__PROMPT__: Hunt through the lines below for the string "exact" and copy each one that has it.

__DATASET ENTRIES__:
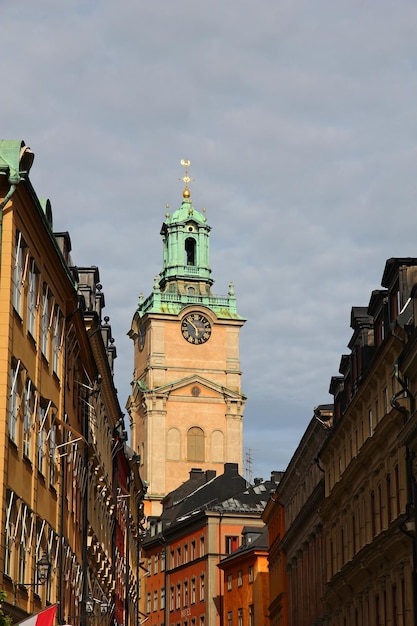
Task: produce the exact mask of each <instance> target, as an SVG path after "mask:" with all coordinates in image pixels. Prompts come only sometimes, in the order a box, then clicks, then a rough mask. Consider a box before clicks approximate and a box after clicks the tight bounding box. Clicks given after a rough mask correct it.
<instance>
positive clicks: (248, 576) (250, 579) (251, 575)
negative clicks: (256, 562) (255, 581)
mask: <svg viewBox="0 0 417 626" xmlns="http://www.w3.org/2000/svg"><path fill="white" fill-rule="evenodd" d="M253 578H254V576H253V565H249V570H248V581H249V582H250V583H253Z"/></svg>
...
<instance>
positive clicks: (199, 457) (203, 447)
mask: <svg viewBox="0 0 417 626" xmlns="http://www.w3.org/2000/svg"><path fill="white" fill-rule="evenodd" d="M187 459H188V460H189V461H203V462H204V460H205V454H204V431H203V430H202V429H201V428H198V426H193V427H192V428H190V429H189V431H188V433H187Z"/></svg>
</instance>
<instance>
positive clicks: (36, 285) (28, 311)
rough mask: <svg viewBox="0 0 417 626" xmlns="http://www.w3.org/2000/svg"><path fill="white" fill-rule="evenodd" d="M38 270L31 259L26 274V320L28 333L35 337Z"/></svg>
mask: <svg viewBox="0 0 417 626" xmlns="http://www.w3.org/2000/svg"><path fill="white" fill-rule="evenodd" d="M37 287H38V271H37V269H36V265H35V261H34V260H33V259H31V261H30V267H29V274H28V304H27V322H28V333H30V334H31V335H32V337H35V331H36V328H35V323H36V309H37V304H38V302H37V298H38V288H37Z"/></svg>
* * *
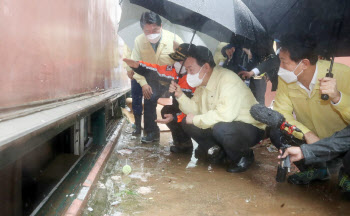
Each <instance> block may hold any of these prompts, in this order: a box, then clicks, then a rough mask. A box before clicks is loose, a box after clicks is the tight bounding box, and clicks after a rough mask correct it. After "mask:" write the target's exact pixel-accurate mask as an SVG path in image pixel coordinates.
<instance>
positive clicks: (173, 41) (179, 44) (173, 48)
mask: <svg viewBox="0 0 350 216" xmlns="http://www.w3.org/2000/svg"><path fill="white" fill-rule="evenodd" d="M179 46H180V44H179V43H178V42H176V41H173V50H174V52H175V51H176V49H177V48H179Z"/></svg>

__WRITTEN SOLUTION__:
Task: produce the exact mask of each <instance> target, as an SVG path after "mask:" with all coordinates in image pixels. Prompts come only sometimes, in the order a box, then clicks, then a rough mask. Consider a box before clicks approximate and a box after clicks the tight bounding box. Clicks given after a rough mask correct it.
Each <instance> block may hold any of these prompts, in this order: a box, then clicks, then a rough mask. A box before clicks is loose, a box after clicks is the tight bounding box, and clicks after a rough mask correct it. After "mask:" write the target's exact pixel-accurate mask as an SVG path in image pixel coordinates.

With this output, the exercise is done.